Please convert the items, starting at the one containing "Return the polygon of every instance of the turret" and ending at the last item, into a two-column CSV with one row per item and the columns "input" for its text and "output" for its answer. Put each value in a single quoted field, and replace any line breaks with spaces.

[Stored data]
▬▬▬
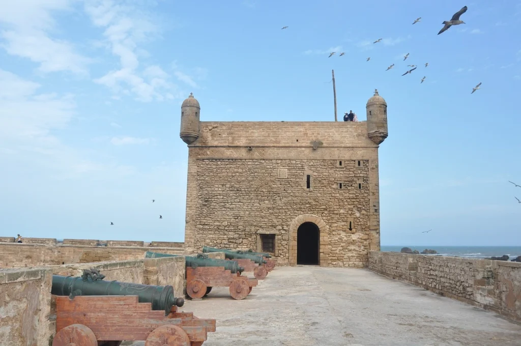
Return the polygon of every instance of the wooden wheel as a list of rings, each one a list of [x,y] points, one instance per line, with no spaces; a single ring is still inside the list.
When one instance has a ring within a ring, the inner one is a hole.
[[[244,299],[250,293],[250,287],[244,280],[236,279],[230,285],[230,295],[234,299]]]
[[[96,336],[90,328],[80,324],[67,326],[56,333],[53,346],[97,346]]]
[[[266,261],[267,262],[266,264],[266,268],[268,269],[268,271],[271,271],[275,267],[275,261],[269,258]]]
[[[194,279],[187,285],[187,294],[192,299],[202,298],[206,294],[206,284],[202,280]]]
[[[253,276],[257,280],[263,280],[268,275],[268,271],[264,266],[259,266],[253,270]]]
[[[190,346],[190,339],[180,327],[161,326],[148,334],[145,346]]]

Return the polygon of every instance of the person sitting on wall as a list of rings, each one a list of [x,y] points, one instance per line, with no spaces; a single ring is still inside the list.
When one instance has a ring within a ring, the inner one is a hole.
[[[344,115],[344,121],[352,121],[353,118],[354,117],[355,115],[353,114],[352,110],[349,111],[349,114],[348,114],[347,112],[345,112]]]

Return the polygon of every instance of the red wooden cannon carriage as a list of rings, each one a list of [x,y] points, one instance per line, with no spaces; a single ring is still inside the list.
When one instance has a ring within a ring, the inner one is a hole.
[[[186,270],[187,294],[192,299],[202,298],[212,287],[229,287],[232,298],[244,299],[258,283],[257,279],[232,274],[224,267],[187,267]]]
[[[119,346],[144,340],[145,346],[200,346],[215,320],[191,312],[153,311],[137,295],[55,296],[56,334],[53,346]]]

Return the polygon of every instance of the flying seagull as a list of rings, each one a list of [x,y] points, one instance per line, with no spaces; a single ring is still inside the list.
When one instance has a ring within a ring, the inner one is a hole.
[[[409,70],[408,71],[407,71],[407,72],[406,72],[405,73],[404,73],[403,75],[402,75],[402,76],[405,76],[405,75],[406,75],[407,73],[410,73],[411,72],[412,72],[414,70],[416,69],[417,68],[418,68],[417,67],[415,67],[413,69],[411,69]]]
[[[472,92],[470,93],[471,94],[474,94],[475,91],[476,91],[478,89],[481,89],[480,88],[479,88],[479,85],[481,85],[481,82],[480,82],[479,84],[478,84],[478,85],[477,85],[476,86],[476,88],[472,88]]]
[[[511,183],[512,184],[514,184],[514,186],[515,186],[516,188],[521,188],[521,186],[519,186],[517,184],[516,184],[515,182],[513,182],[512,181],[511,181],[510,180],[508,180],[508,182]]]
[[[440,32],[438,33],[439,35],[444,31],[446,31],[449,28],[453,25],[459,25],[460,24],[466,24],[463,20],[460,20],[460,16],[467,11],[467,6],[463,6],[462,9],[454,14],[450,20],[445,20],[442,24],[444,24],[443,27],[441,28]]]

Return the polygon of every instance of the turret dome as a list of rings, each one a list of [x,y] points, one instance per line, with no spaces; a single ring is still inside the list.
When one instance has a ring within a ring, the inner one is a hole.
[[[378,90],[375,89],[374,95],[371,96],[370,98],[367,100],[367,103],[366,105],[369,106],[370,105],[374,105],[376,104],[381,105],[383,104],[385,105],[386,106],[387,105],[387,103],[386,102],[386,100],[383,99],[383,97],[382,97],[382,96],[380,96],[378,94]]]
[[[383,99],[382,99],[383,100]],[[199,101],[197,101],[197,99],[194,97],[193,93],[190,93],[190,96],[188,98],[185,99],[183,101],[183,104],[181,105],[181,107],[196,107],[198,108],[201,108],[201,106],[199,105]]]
▬▬▬
> _Complete output_
input,output
"Return the polygon of every instance of the turret dome as a list of rings, each one a list of [x,y] points, one instance per line, with no spaces; a single ring is still inside the list. When one instance has a ring within a ring, the inner one is a hole.","[[[378,90],[375,89],[374,95],[371,96],[370,98],[367,100],[367,103],[366,105],[369,106],[370,105],[374,105],[376,104],[381,105],[383,104],[385,105],[386,106],[387,105],[387,103],[386,102],[386,100],[383,99],[383,97],[382,97],[382,96],[380,96],[378,94]]] [[[383,99],[382,99],[383,100]],[[199,101],[197,101],[197,99],[194,97],[193,93],[190,93],[190,96],[188,98],[185,99],[183,101],[183,104],[181,105],[181,107],[196,107],[198,108],[201,108],[201,106],[199,105]]]"